Source passage:

:::::

Reinaldo: Okay. So, a lot was spent on working capital for buying chipsets and buying hardware components. I would say 40% to 50% of the money was spent on buying components.

Andrew: Okay.

Reinaldo: I would say 30% was spent on creating games or porting games form our developers. So, at this time, we told developers, “Hey if you don’t have the team to create a game, we will create it for you. Just give us the code and we will do that in house in our studio. That was a way to compete.”

Andrew: Wow. I see. That makes sense.

Reinaldo: We were also offering them a minimum guarantee for some of the titles. So, “If this does not reach this amount, we’ll give you some money.” So, we were allocating money for that. And the rest was spent on personnel and marketing.

Andrew: So, with all this money being spent invested in the business, you suddenly start to realize that Android is a better direction. When you do, what is the rest of the team, what do the investors and the board members say to you?

Reinaldo: So, in 2009, as soon as we launched in Mexico and we launched in Brazil and in Mexico, I already knew that we would move need to move to Android because Brew and Java would be dead in a few months. I conveyed this message to the board and the board did not agree with me. They thought that Android was not a threat and that Brew would last years. We would need to consider this option in the future, but not now.

So, I was kind of very frustrated because I knew that Android would eventually kill us because the developer support was going to the direction of Android. So, that happens. That’s when I’ve learned that having control is the best thing ever for a founder.

Andrew: You as the founder ended up with what percentage of the business at that point.

Reinaldo: Less than 10%.

Andrew: Less than 10%. So, you didn’t have a lot of say in this business. You were screaming about Android. They said not yet.

Reinaldo: I was the public face of the company. I was the guy who dealt with initially with the carriers and then again developers. I gave the overall strategy of the company. So, in a way, I was running the company strategically. We would go to this direction with this and that. People heard me and they were very nice. For decisions like that, we need to create more games in house. It took a long time to convince the board, decisions like let’s move everything to Android.

Andrew: I see.

:::::

Collected data:

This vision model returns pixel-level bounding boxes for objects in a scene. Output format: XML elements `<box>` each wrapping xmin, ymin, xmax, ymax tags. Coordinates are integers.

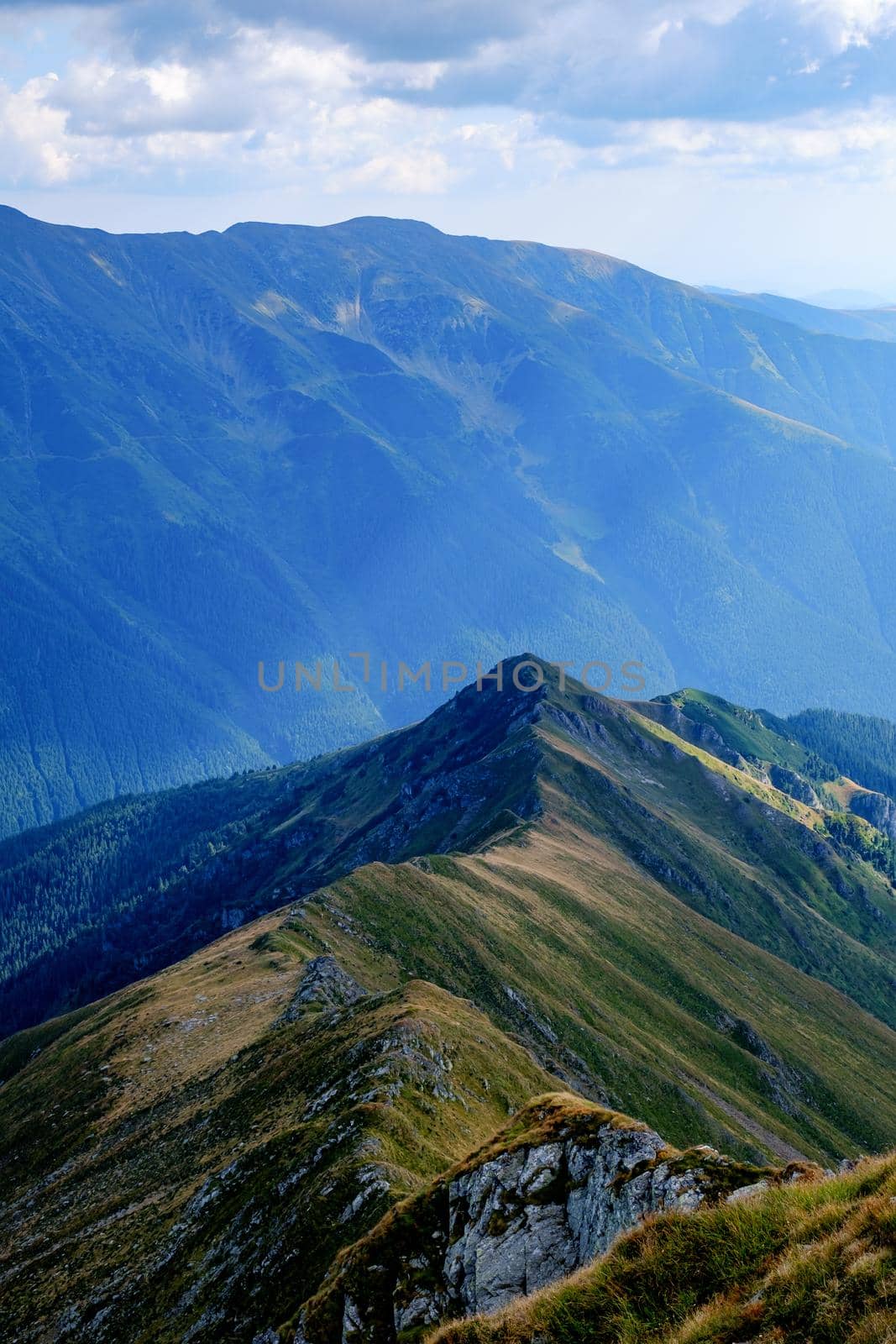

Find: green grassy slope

:::::

Things to do:
A – In the interview transcript, condense the paragraph beginning "So, in 2009, as soon as we launched" into a short bulleted list that keeps its main facts.
B – Go on with the interview transcript, starting after its final line.
The material placed after the interview transcript is separate from it.

Results:
A –
- In 2009, after launching in Mexico and Brazil, Reinaldo already knew the company would need to move to Android.
- He expected Brew and Java to be dead within a few months.
- He told the board, which disagreed with him.
- The board thought Android was not a threat and that Brew would last for years.
- In the board's view, Android was an option to consider in the future, but not now.

B –
Reinaldo: Look at their position at the time. We spent like tens of millions of dollars and now you’re saying to me that’s not enough, that we need to scrap everything we’ve done and move to another platform that we don’t know anything about, develop from scratch, new hardware, new software, new chipset…” basically, that’s what I was telling them. It was very scary at that time. But the word is not made of people who are scared.

Andrew: Were you personally scared?

Reinaldo: Of course I was. I was scared because if something went wrong, it would be my fault, right? But that’s the right decision to make and that’s the right thing to do. But I think we had so much done so fast with not a lot of money actually because we spent like 100 times less than a console manufacturer to do what we did in record time. People said, “Things are good? Really? Why change?”

Andrew: I see.

Reinaldo: I think the focus of most of the people were not in the content, but more in the device, in the hardware, in the business. We were actually building an ecosystem, which is basically fueled by software, by content. I was the only one with that sensitivity at that time because I was a gaming guy. I knew how the industry worked.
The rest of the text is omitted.